[TASK STATEMENT] Reproduce verbatim every line from the one that includes "Target: waterfall" to the closing line of the entries; omit everything before it.

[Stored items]
· · ·
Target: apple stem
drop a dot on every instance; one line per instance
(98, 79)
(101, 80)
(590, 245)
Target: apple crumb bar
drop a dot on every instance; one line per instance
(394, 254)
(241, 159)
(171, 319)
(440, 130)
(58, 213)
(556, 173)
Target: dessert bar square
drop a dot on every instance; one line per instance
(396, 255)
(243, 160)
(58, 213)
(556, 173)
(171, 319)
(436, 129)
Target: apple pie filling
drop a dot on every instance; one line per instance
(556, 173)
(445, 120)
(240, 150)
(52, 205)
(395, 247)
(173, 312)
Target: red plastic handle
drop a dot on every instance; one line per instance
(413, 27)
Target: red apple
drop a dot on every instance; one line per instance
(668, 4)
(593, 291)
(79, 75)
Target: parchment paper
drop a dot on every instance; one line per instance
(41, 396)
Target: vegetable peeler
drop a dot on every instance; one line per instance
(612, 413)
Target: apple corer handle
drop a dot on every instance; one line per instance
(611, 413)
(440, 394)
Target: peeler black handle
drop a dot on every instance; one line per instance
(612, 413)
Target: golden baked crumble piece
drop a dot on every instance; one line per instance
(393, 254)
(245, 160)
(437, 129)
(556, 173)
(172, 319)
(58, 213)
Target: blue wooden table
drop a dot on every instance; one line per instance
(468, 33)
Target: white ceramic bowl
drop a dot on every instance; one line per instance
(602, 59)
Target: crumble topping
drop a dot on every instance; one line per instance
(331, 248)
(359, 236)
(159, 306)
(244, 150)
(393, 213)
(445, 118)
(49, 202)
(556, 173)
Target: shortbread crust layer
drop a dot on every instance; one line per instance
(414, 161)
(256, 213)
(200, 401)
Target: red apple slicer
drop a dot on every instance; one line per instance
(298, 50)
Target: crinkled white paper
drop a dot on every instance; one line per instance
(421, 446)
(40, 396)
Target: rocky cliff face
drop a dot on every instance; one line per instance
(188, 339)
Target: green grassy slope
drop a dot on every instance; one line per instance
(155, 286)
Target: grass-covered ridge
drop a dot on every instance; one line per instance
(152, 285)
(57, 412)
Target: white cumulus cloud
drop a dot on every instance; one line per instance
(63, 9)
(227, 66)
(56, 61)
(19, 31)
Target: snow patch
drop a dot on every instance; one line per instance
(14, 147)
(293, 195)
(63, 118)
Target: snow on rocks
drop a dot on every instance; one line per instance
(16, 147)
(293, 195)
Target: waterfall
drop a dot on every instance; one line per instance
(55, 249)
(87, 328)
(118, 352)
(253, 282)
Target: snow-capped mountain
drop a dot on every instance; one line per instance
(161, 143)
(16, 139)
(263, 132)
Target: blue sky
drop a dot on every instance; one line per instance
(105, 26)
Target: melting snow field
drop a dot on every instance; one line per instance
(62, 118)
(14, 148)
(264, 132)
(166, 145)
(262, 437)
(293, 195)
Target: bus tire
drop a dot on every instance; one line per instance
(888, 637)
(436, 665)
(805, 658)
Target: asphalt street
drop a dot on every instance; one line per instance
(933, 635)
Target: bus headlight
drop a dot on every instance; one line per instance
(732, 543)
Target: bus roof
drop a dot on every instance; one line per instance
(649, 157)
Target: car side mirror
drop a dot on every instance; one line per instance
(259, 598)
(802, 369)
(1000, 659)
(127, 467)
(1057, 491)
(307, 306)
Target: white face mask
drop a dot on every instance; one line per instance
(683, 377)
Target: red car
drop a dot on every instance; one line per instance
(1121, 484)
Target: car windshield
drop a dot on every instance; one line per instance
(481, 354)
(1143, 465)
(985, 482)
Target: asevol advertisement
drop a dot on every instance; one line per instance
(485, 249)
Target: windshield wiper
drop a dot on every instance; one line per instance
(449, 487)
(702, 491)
· · ·
[REPLY]
Target: waterfall
drop a dot on every instance; one line per instance
(55, 249)
(87, 328)
(118, 352)
(253, 282)
Target: snow-capped mountain
drop a dot on every instance; one line per instance
(161, 143)
(16, 139)
(263, 132)
Target: blue sky
drop a dot on every instance; one line per instance
(105, 26)
Target: melting snow field
drop a dot on every instance; one line per instance
(62, 118)
(14, 148)
(264, 132)
(166, 145)
(262, 437)
(293, 195)
Target: bus tire
drop a dot on every instance; one line per instance
(888, 637)
(436, 665)
(805, 658)
Target: asphalt street
drop a dot on every instance; one line per instance
(933, 635)
Target: bus headlight
drop a dot on every instance; one line per instance
(732, 543)
Target: bus roof
drop a dot on every instance; one line per instance
(649, 157)
Target: car side mirror
drop a dot on every instance; one line per instance
(259, 598)
(802, 369)
(1000, 659)
(127, 467)
(1057, 491)
(307, 306)
Target: white face mask
drop a dot on every instance; one line per instance
(683, 377)
Target: red car
drop a dot on every instance; one line per instance
(1121, 484)
Target: car windshield
drop a dot on every instance; one line per instance
(481, 354)
(1143, 465)
(985, 482)
Target: asevol advertisement
drop a dot on every instance; one line per instance
(485, 249)
Target: windshield wiper
drop a dot on every instance; one line per instance
(449, 487)
(702, 491)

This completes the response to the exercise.